这个是超时的代码······#include<cstdio>
#include<cstring>

int t,n,m,fa[2006],k,x,y;
bool b[2006];

int findd(int u)
{
if(fa[u]==u) return u;
return findd(fa[u]);
}

int qiou(int u,int kk)
{
if(fa[u]==u) return kk%2;
return qiou(fa[u],(++kk)%2);
}

int main()
{
scanf("%d",&t);
for(int u=1;u<=t;u++)
{
scanf("%d%d",&n,&m); //n虫子,m组关系
k=0;
memset(b,0,sizeof(b));
for(int i=1;i<=n;i++) fa[i]=i;
for(int i=1;i<=m;i++)
{
scanf("%d%d",&x,&y);
if(!b[x] && !b[y]) b[x]=b[y]=1,fa[y]=x;
if(b[x] && !b[y]) fa[y]=x,b[y]=1;
if(b[y] && !b[x]) fa[x]=y,b[x]=1;
if(b[x] && b[y])
{
if(findd(x)==findd(y)) //在同一棵树中
if(qiou(x,1)==qiou(y,1))
{
k=1;break;
}
if(findd(x)!=findd(y)) fa[x]=y; //不在同一棵树中
}
}
printf("Scenario #%d:\n",u);
if(k) printf("Suspicious bugs found!\n");
else printf("No suspicious bugs found!\n");
}
return 0;
}

然而它改起来太麻烦了······ 于是我又换了一种方法······ 参考图神的代码······

这种方法感觉好神奇啊······

#include<cstdio>
#include<cstring>

int t,n,m,fa[4006],k,x,y,d[4006];

inline int pan(int u)
{
if(fa[u]==u)
{
return u;
}
return pan(fa[u]);
}

int main()
{
scanf("%d",&t);
for(int u=1;u<=t;u++)
{
scanf("%d%d",&n,&m); //n虫子,m组关系
k=0;
for(int i=1;i<=2*n;i++) fa[i]=i;
for(int i=1;i<=m;i++)
{
scanf("%d%d",&x,&y);
if(pan(x)==pan(y)) k=1;
else
{
fa[pan(x+n)]=pan(y);
fa[pan(x)]=pan(y+n);
}
}
printf("Scenario #%d:\n",u);
if(k) printf("Suspicious bugs found!\n\n");
else printf("No suspicious bugs found!\n\n");
}
return 0;
}

§ §

§ 练习任务 1
根据文本摘录，第一段代码出了什么问题？
文本摘录和记录是互不相关的两份材料。

§ §

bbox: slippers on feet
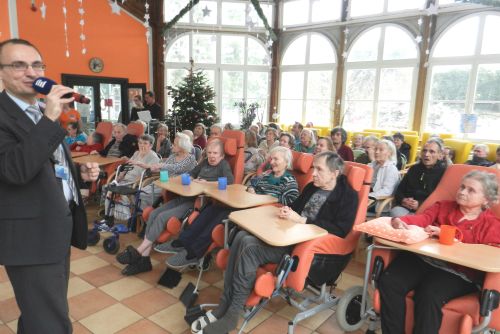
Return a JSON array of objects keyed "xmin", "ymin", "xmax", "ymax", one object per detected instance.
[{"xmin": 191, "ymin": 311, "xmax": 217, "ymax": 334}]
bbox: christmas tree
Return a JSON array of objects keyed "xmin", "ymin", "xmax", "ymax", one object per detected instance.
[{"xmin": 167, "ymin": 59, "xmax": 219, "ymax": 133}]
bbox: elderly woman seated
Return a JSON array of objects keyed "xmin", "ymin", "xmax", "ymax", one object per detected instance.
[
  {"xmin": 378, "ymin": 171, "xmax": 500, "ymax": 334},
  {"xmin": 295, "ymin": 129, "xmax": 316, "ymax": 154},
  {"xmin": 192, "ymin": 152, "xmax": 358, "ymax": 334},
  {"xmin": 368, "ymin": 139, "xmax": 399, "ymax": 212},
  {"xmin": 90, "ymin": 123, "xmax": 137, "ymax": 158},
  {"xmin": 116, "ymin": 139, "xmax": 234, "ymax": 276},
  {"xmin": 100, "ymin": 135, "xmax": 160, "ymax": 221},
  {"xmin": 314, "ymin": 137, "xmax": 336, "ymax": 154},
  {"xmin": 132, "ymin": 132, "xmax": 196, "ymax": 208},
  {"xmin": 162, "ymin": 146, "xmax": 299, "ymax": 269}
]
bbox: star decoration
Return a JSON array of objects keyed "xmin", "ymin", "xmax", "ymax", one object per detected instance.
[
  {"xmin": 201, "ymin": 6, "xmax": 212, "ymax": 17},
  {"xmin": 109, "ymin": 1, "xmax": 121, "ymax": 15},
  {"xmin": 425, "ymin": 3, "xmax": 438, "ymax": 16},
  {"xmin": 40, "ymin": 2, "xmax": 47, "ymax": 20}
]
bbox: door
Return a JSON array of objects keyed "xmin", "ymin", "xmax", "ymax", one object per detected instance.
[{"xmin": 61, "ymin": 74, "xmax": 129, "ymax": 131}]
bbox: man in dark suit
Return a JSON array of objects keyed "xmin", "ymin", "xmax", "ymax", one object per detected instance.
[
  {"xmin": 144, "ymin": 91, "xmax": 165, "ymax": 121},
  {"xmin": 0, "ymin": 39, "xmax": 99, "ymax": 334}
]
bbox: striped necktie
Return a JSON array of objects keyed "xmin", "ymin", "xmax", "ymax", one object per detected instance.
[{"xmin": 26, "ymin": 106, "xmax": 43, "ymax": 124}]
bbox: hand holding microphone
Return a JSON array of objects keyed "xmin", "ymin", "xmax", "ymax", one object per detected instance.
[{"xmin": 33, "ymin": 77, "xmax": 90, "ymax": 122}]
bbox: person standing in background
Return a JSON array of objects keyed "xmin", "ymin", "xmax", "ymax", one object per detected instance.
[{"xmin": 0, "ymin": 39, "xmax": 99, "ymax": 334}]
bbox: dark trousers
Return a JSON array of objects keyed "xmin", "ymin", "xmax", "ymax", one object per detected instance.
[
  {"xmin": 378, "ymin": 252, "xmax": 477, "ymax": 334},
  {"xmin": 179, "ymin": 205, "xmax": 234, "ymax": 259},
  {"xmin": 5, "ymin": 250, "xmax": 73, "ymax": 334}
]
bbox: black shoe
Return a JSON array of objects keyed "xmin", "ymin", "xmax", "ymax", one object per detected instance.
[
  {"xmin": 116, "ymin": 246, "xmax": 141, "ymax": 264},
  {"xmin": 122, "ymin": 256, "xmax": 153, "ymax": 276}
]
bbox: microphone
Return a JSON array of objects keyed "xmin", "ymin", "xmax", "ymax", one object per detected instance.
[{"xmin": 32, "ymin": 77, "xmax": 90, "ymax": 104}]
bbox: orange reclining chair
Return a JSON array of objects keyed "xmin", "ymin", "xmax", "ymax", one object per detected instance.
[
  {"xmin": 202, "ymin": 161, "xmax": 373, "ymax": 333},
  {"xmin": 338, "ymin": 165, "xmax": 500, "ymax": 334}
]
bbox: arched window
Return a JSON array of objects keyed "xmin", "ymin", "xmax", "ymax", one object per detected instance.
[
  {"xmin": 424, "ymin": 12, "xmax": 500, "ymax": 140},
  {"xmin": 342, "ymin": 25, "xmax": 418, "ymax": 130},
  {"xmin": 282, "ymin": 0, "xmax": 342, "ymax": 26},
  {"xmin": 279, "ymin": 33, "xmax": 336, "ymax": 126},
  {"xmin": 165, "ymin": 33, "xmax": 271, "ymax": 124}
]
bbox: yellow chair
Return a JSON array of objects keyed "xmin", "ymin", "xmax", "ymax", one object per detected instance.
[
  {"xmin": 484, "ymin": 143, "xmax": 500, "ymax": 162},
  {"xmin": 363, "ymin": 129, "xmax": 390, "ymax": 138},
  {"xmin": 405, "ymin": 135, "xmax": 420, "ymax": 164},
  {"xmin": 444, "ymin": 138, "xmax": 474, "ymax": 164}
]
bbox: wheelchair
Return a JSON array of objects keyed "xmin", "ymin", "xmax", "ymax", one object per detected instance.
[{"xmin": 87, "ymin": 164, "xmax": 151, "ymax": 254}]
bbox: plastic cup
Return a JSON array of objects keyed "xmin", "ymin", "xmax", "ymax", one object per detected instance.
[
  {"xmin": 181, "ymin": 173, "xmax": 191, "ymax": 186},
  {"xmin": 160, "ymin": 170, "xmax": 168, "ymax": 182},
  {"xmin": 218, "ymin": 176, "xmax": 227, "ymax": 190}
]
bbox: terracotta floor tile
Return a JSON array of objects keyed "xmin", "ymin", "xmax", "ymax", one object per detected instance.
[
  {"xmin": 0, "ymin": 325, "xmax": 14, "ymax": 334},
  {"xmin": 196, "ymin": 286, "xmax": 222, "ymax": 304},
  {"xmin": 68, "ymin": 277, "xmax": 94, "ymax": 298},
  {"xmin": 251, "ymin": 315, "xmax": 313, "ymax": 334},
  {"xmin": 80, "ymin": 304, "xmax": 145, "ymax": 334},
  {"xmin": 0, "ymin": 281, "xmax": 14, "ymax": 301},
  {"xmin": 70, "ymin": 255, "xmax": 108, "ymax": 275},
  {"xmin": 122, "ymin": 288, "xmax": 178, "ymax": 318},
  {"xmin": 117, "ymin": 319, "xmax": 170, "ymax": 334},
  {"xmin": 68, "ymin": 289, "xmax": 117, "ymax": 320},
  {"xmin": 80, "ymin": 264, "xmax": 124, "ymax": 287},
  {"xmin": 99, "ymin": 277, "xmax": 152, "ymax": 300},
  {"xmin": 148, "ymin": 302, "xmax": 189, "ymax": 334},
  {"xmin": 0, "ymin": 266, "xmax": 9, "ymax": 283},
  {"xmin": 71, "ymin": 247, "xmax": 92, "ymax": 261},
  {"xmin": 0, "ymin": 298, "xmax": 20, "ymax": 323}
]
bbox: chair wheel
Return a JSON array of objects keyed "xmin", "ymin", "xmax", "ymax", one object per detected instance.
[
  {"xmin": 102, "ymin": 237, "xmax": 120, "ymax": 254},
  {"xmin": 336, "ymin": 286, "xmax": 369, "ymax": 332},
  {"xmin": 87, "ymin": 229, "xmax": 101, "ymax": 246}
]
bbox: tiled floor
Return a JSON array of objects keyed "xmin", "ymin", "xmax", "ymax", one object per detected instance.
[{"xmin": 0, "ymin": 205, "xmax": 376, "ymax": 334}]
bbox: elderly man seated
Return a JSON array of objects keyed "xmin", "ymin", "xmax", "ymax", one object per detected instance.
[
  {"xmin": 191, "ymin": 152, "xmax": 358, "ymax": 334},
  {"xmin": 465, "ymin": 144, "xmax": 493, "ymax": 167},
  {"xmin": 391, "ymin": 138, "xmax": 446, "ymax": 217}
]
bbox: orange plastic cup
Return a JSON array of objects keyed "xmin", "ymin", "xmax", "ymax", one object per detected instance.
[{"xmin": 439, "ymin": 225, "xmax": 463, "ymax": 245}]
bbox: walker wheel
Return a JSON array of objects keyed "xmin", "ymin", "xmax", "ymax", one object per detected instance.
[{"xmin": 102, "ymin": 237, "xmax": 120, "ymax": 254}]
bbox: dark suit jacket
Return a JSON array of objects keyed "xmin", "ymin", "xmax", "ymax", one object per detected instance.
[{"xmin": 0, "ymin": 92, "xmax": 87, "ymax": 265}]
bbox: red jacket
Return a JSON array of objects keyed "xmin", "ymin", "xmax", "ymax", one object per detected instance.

§ §

§ 练习任务 2
数一数记录里有多少行含有字符串“jacket”，只写出行数。

§ 最终结果 1
这段代码超时了。

§ 最终结果 2
2